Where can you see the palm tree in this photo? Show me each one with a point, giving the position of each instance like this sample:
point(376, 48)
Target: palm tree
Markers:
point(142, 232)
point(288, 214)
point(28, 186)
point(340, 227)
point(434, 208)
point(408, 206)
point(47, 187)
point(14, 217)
···
*Instructions for the task*
Edit the listing so that every "palm tree" reads "coconut palm", and keep everything else the same.

*Result*
Where can you see the coconut palm in this photo? Show me each one with a point, giving the position of each instance like this sample:
point(376, 48)
Target: coconut palm
Markers:
point(142, 232)
point(288, 214)
point(28, 186)
point(340, 227)
point(434, 208)
point(408, 206)
point(47, 187)
point(14, 217)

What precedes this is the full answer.